▶ Compito assegnato 1:
Riporta dall'intervista sulla registrazione del disco il passo che va da "Ovviamente hai inciso" fino a "per arrivare all’essenza." incluso, senza cambiare nulla.
▶ Compito assegnato 2:
Riprendi l'intervista sulla registrazione del disco e proseguila a partire dall'ultima frase presente.

Rispetto ai precedenti, però, l’approccio agli arrangiamenti è diverso. Sembra come se avessi lavorato per sottrazione…
Prima di fare un disco nuovo mi capita spesso di riascoltare gli ultimi album e penso che “Soundcity” sia un bel disco ed avevo quasi paura nel fare un lavoro che non fosse all’altezza del suo suono. Ho pensato che scegliere la strada di una valorizzazione dei singoli interventi fosse una via da esplorare non fosse altro che, come dicono gli inglesi, less is more. Più togli negli arrangiamenti, più hai un suono pieno. E’ una cosa paradossale ma è così. Se fai un disco con una chitarra e una voce avrai un suono pieno. Se registri bene entrambi, basteranno quegli strumenti per riempire lo spettro sonoro. Aumentando gli strumenti devi stare attento perché rischi che nel tentativo di far entrare tutti nel suono che esce dalle casse, fai dei suoni piccoli che danno un risultato povero. Non ho fatto un disco chitarra e voce perché è ricco dal punto di vista sonoro ma ho cercato di valorizzare lo strumento in funzione della composizione. Beatles e Pink Floyd registravano su un quattro piste e poi facevano delle sovraincisioni sui pre-mix ed hanno fatto dei capolavori. Oggi si può fare un disco con settecento tracce, ci si può mettere dentro di tutto con strumenti che entrano ed escono. Alla fine, viene un risultato non naturale che toglie spazio all’ampiezza del suono. 

Ovviamente hai inciso tutto ai For Wind Studios…
Ormai da tredici, quattordici anni registro tutto nel mio studio perché posso curare e seguire ogni dettaglio. E’ un piccolo laboratorio artigianale e mi piace cesellare il tutto. Mi piace tanto lavorarci perché mi diverso a sperimentare. Provi un suono, poi un altro. 
E’ una cosa divertente perché lo studio stesso diventa uno strumento. Poi verifico tutto con Fabrizio De Carolis che è un grande masterizzatore, facendo anche dei pre-ascolti con lui per cercare la direzione giusta. Lui mi da sempre tanti suggerimenti ed è bello questo confronto che nel tempo faccio con lui. 

E’ un opera di avvicinamento lento al disco…
E’ come l’opera di uno scultore che dal pezzo grezzo di marmo incomincia a sbozzare la pietra per arrivare all’essenza.

[Voci del set di dati]

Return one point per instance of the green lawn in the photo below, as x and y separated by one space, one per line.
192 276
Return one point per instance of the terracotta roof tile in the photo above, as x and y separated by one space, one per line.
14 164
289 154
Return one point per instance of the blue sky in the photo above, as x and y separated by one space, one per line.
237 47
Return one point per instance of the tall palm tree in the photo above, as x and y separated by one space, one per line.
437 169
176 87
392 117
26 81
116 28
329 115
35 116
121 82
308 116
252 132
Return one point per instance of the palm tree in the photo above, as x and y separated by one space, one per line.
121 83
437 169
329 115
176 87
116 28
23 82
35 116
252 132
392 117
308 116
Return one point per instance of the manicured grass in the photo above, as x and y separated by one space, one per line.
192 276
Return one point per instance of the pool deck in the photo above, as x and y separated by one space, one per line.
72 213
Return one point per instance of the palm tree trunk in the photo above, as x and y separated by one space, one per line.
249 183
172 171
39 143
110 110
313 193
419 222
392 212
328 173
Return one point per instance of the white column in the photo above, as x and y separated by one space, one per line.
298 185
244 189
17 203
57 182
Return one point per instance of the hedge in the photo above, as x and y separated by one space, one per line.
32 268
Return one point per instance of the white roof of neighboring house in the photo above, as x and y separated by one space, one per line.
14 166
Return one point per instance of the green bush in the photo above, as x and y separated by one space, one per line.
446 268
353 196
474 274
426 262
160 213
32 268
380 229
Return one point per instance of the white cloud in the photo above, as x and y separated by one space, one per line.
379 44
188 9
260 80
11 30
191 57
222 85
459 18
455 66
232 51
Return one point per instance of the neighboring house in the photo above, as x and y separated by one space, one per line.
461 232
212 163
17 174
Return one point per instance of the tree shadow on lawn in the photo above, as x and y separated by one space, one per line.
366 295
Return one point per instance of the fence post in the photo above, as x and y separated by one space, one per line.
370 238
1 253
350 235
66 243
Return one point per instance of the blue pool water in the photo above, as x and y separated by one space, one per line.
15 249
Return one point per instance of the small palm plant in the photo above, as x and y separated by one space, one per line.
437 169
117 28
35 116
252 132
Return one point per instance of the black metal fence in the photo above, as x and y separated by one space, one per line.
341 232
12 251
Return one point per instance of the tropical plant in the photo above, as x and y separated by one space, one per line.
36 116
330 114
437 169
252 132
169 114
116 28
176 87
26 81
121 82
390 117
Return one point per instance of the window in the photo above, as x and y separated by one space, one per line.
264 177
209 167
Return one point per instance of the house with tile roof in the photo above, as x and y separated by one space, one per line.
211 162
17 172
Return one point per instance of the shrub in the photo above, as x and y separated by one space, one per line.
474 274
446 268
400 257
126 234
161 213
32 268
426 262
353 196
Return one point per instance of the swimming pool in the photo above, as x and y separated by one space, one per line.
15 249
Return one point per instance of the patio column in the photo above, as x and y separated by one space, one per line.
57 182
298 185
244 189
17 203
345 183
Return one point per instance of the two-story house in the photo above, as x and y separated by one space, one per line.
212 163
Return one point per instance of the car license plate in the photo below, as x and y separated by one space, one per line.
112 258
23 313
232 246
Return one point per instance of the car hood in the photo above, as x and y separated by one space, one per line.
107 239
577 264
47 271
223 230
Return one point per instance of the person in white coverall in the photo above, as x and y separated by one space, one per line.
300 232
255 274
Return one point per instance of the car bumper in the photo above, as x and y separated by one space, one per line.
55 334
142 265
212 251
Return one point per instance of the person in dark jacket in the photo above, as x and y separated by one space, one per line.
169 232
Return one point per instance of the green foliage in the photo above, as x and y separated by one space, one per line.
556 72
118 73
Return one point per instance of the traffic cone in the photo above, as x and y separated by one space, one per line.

▶ Risposta scritta 1:
Ovviamente hai inciso tutto ai For Wind Studios…
Ormai da tredici, quattordici anni registro tutto nel mio studio perché posso curare e seguire ogni dettaglio. E’ un piccolo laboratorio artigianale e mi piace cesellare il tutto. Mi piace tanto lavorarci perché mi diverso a sperimentare. Provi un suono, poi un altro. 
E’ una cosa divertente perché lo studio stesso diventa uno strumento. Poi verifico tutto con Fabrizio De Carolis che è un grande masterizzatore, facendo anche dei pre-ascolti con lui per cercare la direzione giusta. Lui mi da sempre tanti suggerimenti ed è bello questo confronto che nel tempo faccio con lui. 

E’ un opera di avvicinamento lento al disco…
E’ come l’opera di uno scultore che dal pezzo grezzo di marmo incomincia a sbozzare la pietra per arrivare all’essenza.

▶ Risposta scritta 2:
Quanto tempo trascorri in studio?
Adoro stare in studio di registrazione ma non sono di quelli metodici come poteva essere Morricone che ogni mattina si alzava, componeva un po’ di musica, faceva una pausa e poi andava in sala. Io, invece, posso passare anche alcuni mesi a studiare intensamente prima di mettermi al lavoro per un disco. In questo periodo non sto lavorando ad alcun progetto specifico e, quindi, in studio non ci vado spesso ma solo quando devo fare qualcosa. Quando, però, ci sto diventa totalizzante. Posso trascorrerci ore e giorni in cui dormo pochissimo perché ho quella frenesia di modellare quel famoso pezzo di marmo. Quando lavoro e sono sotto pressione rendo anche molto di più. Nella quotidianità lo faccio ma è molto mestiere se devi fare, ad esempio, una colonna sonora o altro.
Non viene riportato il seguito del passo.